> Stated problem A
In the group accuracy text, what kind of model was used for the bootstrap analysis?
** Start Source text **
Assigned group size can be used as an instrumental variable to recover the causal effect of actual group size (rather than assigned group size). We ran a bootstrap analysis using a logistic two-stage residual inclusion (2SRI) model on group accuracy (see Supplemental Information). Results, reported in Supplemental Table S3 and Figure S2, broadly confirm our findings and replicate the interaction between group size and incentive type. We expected these effects to be the result of learning and thus emerge gradually over time (Figure 2(a)). However, adding time (measured as normalized round number) to our model did not significantly improve model fit (χ2 (4) = 4.29, p > .3).
The same models were fitted on individual rather than group accuracy, to test whether the observed improvement in group accuracy was simply the product of improved individual accuracy (Figure 1(c)). The model included group size, incentive and their interaction (Supplemental Table S4). We found no effect of group size (β = 0.004, SE = 0.007, z = 0.57, p > .5), collective incentive (β = 0.04, SE = 0.06, z = 0.67, p = .5) nor a significant interaction between group size and incentive (β = 0.004, SE = 0.01, z = 0.45, p > .6). Overall, the findings suggest that group accuracy improved, notwithstanding the fact that the average individual accuracy was unaffected by our manipulation. A linear model fitted to Brier scores—a quadratic prediction error measure used to assess forecast calibration (Tetlock, 2006)—revealed a significant advantage of large groups (β = −0.002, SE = 0.001, t = −4.039, p < .001) but no interaction with incentive type (see Supplemental Information, Supplemental Table S6).
** End Source text **
** Start Data lines **
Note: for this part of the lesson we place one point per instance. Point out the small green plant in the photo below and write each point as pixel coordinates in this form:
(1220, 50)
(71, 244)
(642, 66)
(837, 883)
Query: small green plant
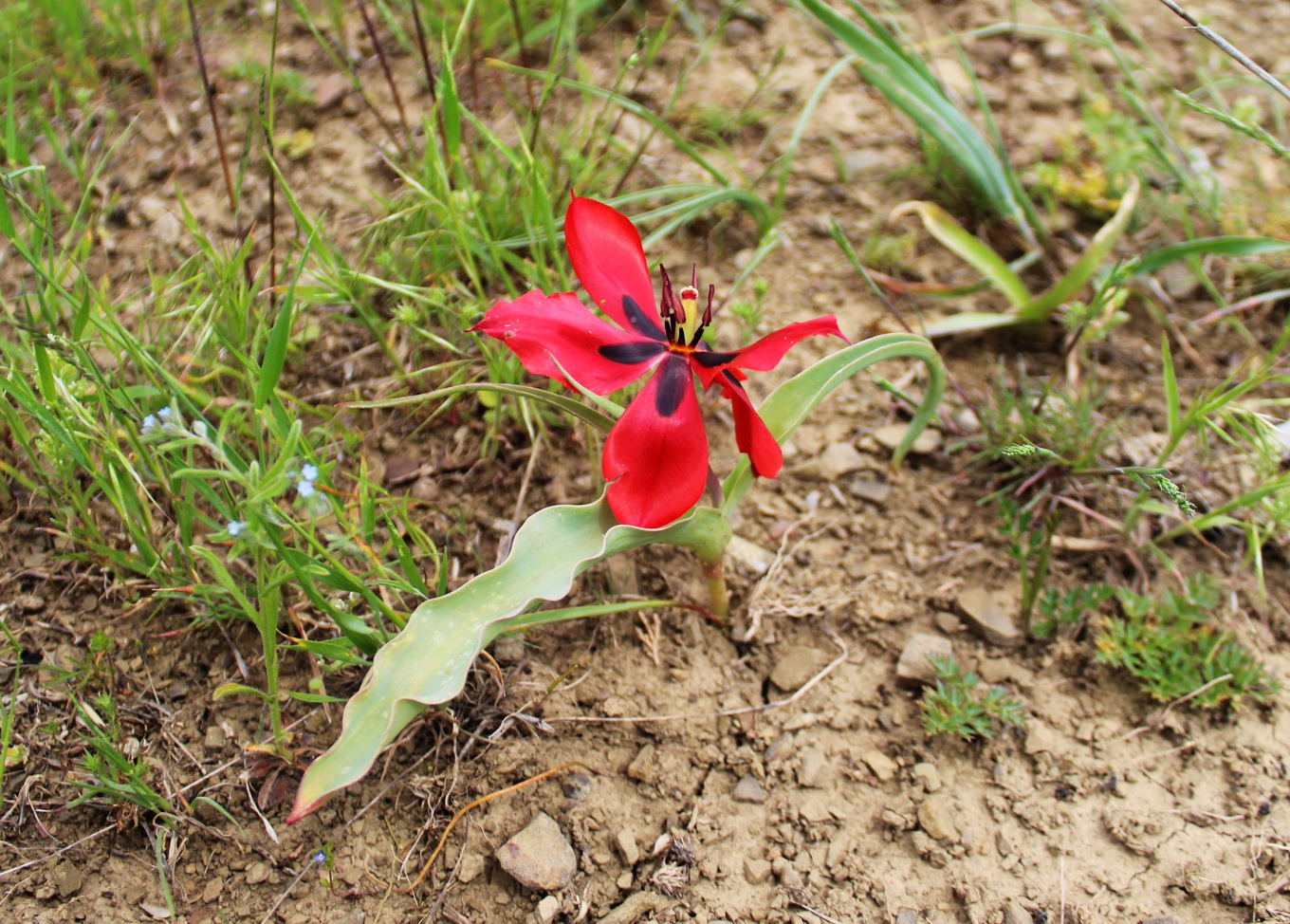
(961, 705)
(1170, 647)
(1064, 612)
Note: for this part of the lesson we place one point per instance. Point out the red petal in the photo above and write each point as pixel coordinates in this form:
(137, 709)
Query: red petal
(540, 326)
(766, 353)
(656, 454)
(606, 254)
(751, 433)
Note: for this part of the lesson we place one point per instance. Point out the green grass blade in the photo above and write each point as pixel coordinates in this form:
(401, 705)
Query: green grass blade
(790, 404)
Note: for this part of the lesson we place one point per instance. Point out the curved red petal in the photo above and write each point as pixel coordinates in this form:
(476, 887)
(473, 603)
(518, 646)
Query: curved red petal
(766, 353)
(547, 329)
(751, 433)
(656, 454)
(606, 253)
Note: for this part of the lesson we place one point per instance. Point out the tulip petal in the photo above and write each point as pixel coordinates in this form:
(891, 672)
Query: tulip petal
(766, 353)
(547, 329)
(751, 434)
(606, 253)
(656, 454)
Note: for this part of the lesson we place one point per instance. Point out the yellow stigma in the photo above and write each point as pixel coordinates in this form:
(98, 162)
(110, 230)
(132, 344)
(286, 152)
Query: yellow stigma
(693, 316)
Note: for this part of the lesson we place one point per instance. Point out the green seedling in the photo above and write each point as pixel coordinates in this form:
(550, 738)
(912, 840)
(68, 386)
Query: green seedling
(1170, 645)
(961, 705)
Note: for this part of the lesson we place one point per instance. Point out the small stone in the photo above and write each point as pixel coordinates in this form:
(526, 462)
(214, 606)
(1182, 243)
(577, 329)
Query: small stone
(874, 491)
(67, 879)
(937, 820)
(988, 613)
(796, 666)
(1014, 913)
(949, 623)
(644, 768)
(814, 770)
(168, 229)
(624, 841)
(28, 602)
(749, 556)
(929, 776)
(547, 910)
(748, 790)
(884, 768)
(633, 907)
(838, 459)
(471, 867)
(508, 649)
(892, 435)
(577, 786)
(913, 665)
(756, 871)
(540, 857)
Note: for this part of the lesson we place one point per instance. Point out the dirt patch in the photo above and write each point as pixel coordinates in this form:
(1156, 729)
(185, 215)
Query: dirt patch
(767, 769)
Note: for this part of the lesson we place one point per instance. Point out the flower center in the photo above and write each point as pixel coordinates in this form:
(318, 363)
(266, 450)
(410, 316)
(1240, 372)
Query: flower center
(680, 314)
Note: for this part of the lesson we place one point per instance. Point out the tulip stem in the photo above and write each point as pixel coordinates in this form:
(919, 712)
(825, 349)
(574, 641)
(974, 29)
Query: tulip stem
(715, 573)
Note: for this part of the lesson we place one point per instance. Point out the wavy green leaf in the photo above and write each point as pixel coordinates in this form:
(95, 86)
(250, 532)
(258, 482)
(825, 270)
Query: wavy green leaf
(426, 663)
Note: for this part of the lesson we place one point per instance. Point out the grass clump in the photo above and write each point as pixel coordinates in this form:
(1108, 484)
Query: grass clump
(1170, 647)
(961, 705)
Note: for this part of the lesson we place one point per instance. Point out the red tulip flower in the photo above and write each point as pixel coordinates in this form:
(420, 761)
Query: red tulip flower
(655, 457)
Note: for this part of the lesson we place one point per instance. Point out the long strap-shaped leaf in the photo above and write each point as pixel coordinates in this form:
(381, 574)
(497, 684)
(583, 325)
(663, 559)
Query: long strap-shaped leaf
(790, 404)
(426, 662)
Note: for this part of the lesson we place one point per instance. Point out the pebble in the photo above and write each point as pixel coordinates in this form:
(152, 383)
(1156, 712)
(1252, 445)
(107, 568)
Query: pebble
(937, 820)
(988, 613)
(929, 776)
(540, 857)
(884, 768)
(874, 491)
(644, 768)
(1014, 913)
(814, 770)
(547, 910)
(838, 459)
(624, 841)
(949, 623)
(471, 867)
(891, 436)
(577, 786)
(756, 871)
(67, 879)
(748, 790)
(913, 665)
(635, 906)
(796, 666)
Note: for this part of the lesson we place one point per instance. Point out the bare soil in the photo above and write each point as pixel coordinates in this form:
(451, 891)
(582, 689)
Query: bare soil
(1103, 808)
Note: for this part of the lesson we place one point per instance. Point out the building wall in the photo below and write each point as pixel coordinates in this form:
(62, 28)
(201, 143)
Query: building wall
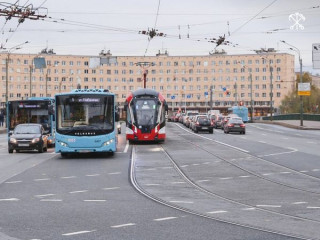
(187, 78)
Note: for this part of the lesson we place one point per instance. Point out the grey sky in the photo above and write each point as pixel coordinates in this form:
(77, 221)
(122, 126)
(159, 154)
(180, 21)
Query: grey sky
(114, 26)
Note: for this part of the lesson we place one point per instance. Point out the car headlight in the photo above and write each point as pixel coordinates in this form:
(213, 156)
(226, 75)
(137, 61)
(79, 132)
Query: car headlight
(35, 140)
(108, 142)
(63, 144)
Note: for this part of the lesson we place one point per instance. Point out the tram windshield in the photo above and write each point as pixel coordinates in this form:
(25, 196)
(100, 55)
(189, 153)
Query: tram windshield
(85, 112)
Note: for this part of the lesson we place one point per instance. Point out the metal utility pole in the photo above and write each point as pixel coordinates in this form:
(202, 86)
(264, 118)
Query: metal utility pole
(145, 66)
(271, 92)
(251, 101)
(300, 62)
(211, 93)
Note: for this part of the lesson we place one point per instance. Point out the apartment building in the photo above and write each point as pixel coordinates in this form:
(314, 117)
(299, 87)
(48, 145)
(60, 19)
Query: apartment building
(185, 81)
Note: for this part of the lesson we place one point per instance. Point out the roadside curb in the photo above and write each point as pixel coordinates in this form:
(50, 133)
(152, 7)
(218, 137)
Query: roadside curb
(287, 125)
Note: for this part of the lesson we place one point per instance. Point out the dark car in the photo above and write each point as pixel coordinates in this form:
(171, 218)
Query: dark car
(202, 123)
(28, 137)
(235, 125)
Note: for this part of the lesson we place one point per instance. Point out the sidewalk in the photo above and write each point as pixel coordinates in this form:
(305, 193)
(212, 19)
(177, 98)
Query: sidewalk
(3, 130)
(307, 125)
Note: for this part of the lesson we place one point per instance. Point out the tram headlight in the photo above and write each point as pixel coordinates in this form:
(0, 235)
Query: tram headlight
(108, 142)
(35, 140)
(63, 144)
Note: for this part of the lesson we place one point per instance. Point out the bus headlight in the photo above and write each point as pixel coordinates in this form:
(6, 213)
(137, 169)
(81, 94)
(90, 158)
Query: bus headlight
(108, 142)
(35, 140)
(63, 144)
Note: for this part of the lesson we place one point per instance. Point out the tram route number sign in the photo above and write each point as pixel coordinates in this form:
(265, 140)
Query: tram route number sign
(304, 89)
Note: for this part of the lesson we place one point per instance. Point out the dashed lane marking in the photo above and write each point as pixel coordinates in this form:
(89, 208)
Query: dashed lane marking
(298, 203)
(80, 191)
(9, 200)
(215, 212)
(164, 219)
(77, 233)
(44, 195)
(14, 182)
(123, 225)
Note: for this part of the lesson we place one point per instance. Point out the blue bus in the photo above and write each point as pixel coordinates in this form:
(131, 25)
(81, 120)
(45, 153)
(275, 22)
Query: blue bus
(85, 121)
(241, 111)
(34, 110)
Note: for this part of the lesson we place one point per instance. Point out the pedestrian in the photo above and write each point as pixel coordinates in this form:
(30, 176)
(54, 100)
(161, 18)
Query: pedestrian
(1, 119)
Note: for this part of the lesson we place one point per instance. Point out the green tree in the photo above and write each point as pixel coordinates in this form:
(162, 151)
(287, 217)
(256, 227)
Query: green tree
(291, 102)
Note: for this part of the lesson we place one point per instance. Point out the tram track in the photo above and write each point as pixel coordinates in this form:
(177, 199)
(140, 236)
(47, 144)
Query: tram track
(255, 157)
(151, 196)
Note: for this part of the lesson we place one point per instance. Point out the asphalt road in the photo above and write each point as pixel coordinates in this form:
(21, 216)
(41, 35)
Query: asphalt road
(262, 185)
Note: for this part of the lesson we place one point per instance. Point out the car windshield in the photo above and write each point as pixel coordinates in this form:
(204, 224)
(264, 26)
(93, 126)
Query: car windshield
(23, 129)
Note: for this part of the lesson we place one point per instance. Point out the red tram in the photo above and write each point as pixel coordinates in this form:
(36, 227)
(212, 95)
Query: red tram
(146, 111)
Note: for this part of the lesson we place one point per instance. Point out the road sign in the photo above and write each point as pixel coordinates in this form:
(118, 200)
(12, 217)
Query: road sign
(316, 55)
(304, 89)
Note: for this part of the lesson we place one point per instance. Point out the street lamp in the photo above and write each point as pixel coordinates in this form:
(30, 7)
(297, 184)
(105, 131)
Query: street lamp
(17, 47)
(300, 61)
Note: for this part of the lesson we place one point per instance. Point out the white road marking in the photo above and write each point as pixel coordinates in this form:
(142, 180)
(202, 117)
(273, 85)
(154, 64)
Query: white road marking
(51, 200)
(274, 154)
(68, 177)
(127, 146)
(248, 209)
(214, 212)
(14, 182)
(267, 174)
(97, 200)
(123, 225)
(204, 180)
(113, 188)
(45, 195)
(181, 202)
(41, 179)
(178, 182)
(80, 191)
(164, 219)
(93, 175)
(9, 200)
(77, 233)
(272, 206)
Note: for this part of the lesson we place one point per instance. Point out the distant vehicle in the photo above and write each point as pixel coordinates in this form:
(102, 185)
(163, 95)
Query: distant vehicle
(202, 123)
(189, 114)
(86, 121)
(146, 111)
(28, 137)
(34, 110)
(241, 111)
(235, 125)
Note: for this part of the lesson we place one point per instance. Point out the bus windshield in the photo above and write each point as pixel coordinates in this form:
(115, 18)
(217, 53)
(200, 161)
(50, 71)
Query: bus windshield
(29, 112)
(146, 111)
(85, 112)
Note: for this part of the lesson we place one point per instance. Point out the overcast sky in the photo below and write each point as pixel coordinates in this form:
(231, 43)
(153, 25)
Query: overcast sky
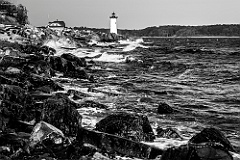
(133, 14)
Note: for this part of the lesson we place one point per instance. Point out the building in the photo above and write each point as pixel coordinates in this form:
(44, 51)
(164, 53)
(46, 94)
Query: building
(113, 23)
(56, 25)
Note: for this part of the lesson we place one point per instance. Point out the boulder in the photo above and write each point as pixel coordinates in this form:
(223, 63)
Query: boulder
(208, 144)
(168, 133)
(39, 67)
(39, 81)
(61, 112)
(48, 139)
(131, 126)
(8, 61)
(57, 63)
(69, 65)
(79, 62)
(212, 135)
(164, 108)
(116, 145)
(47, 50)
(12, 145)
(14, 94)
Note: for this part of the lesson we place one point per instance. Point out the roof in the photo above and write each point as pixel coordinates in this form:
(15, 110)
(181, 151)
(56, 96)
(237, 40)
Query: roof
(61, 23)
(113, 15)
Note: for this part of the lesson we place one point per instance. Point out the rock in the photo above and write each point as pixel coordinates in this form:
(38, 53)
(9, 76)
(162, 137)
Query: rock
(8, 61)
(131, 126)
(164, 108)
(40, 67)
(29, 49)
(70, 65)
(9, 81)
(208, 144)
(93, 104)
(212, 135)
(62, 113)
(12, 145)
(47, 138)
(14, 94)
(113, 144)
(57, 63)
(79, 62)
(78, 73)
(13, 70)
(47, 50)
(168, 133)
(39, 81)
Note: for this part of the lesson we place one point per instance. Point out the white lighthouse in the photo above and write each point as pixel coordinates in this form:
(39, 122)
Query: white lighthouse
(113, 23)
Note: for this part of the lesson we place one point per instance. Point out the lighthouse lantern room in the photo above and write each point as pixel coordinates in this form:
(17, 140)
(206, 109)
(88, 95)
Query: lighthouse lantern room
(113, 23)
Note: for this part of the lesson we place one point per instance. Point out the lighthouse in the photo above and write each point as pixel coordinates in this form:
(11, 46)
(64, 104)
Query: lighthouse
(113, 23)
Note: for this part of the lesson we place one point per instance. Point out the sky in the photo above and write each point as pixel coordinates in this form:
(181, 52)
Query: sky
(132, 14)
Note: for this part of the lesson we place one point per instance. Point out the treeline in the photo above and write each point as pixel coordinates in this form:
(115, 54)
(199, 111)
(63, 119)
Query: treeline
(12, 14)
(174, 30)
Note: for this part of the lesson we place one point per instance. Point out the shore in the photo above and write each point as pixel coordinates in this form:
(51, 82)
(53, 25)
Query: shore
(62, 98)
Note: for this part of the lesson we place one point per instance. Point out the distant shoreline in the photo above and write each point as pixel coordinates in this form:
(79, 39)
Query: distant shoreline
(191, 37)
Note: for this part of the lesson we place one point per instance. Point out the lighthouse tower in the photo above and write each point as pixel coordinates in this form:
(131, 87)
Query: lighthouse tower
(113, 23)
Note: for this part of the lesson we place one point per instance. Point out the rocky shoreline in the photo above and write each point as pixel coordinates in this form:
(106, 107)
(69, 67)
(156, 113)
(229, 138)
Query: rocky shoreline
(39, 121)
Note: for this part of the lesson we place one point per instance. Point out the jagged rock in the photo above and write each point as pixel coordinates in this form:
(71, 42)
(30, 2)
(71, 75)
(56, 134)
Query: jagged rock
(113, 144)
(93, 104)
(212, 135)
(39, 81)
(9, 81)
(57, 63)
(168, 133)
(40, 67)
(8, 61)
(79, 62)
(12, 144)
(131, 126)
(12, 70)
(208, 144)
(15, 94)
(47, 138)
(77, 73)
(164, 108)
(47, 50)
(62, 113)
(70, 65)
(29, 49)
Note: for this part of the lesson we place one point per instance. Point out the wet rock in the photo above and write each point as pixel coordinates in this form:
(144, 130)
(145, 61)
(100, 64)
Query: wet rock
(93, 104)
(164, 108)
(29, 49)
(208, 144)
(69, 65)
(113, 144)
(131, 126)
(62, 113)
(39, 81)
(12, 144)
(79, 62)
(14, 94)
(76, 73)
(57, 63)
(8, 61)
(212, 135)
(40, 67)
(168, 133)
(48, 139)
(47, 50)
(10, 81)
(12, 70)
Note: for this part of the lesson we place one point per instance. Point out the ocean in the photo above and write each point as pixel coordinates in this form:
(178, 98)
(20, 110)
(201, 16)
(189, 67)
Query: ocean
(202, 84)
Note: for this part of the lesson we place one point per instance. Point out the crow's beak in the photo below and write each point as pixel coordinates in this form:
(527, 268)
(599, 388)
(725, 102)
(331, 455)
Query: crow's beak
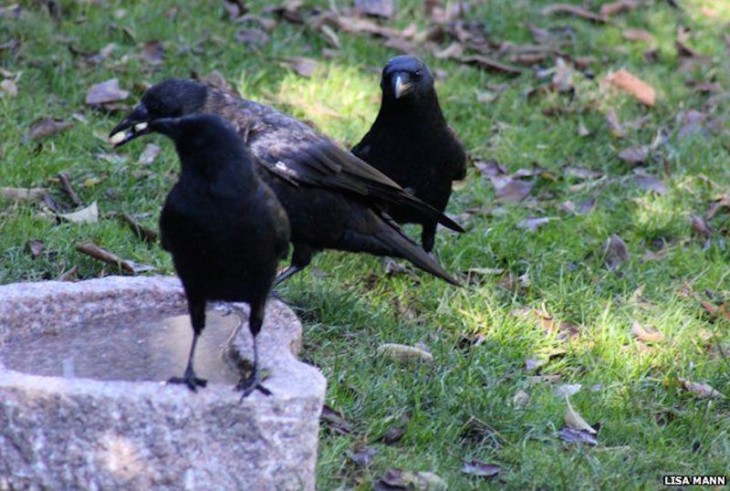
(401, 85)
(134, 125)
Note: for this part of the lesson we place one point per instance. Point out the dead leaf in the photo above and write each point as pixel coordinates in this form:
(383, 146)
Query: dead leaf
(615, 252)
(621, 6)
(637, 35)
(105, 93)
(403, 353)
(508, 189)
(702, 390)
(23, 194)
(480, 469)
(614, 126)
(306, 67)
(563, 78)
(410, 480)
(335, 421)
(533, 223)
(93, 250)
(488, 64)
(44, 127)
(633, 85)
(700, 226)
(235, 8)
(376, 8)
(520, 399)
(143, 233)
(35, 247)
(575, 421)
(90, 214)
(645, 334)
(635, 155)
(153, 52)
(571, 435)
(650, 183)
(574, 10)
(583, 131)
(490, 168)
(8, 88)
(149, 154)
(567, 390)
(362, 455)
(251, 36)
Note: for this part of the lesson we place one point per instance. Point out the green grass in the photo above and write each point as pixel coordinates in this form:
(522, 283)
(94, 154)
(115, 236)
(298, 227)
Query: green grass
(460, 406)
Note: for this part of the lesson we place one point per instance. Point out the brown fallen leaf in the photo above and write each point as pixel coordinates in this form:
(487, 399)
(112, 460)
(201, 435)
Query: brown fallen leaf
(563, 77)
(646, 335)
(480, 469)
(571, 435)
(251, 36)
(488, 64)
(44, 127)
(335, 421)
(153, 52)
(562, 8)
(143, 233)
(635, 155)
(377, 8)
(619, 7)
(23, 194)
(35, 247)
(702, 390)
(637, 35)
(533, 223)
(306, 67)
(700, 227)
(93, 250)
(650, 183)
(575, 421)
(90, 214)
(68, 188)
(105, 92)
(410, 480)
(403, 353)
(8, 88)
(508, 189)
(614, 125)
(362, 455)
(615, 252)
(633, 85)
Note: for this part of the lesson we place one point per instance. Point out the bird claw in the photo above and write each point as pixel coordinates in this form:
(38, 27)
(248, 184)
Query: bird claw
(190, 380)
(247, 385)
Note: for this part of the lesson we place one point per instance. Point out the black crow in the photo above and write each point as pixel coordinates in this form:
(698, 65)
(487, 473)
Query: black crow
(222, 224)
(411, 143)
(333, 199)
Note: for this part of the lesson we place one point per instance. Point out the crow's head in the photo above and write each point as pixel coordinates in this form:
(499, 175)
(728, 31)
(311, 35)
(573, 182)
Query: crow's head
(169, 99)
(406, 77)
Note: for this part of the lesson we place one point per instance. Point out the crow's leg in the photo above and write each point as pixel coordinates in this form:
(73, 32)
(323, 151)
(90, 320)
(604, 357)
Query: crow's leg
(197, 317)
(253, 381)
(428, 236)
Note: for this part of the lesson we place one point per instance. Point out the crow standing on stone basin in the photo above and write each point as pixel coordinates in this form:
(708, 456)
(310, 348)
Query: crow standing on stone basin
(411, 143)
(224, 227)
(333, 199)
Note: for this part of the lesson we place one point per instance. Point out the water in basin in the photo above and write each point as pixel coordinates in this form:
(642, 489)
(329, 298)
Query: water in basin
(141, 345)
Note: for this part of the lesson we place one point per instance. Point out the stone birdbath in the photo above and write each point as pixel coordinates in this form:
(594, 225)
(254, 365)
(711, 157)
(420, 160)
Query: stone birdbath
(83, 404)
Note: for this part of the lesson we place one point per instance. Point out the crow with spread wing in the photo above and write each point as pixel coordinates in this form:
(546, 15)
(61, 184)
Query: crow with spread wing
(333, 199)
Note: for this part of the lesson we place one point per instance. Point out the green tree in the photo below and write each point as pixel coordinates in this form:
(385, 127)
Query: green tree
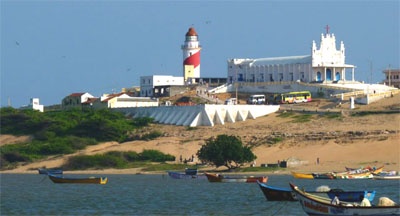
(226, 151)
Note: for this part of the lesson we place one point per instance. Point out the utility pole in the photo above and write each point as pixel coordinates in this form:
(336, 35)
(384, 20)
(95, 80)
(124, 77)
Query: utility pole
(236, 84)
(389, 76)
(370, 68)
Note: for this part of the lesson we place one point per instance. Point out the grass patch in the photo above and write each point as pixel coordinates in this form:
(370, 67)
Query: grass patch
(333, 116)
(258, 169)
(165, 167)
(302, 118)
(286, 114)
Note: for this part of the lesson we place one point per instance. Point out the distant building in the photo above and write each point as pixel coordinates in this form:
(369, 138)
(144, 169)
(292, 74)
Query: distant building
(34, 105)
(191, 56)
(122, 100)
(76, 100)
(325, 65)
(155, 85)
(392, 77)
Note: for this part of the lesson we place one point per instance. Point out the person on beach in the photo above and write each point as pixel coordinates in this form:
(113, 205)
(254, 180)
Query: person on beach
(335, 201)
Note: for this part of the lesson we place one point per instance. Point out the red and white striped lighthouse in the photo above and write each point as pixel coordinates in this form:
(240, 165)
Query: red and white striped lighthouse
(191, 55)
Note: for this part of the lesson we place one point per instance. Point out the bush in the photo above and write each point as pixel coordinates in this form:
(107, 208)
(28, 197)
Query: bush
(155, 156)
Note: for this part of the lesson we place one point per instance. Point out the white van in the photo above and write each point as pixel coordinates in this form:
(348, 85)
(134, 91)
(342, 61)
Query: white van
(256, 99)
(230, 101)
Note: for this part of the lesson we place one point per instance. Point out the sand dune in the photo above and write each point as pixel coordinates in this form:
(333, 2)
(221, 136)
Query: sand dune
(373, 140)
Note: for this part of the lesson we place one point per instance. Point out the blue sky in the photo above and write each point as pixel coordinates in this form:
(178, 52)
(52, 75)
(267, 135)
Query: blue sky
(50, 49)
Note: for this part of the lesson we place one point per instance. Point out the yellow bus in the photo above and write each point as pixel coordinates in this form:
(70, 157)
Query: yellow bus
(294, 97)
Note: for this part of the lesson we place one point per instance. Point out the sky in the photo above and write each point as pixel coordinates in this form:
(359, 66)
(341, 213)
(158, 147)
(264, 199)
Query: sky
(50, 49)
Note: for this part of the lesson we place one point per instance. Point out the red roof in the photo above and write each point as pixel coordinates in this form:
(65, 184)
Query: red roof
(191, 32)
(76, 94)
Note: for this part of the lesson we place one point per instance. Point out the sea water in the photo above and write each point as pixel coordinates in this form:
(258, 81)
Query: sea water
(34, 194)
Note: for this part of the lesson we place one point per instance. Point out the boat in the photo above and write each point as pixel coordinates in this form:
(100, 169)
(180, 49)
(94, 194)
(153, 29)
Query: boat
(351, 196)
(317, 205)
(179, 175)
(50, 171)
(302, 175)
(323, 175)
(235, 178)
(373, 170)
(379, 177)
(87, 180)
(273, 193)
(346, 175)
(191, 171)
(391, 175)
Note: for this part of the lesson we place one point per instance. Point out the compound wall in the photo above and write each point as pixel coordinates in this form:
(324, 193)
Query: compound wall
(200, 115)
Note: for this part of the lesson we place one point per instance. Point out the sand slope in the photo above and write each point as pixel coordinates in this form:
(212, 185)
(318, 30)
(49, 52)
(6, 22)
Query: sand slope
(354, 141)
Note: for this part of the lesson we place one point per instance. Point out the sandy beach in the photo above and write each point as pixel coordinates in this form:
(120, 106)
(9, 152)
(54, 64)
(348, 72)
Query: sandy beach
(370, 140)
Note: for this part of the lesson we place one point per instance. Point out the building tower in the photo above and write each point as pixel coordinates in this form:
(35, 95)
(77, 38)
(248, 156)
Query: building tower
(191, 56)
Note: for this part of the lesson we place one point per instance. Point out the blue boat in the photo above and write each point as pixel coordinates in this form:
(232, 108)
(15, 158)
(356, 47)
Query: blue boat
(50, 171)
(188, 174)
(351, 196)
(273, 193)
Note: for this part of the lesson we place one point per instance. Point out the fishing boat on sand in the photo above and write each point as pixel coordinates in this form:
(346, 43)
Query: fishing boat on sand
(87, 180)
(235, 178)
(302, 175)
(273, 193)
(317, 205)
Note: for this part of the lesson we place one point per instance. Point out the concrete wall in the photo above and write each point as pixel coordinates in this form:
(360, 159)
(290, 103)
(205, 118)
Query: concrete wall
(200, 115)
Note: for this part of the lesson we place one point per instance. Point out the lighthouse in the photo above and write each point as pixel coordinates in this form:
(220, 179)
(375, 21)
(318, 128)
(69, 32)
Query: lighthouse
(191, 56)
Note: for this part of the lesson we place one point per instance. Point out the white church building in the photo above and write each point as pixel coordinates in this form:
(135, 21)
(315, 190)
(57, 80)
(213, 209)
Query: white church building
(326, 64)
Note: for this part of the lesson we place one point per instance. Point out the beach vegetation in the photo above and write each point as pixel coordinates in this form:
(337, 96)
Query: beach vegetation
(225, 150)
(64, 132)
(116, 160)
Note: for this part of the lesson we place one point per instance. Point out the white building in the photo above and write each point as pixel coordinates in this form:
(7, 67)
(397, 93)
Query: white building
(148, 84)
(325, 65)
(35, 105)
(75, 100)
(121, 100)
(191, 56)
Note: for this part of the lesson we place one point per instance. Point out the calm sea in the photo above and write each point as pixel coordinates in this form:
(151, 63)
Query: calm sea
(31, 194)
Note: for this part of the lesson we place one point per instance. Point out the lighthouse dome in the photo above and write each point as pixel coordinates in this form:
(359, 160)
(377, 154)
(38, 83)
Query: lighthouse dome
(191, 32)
** End Data lines **
> Stated problem B
Reproduce the stretch of entries from the start of the entries through the line containing "(1064, 612)". Keep the requests in those lines, but multiply every answer coordinate by 2.05 and round to whole numbers, with halves rounded up. Leave the sample coordinates in the requests as they are, and omit the pictures.

> Correct output A
A logistic two-stage residual inclusion (2SRI) model.

> Correct output B
Note: for this part of the lesson we place one point per instance. Point out the small green plant in the photo below and write each point as pixel coordinates in this form:
(1220, 50)
(71, 244)
(642, 66)
(837, 883)
Query: small green plant
(1970, 1445)
(2399, 1326)
(2181, 1255)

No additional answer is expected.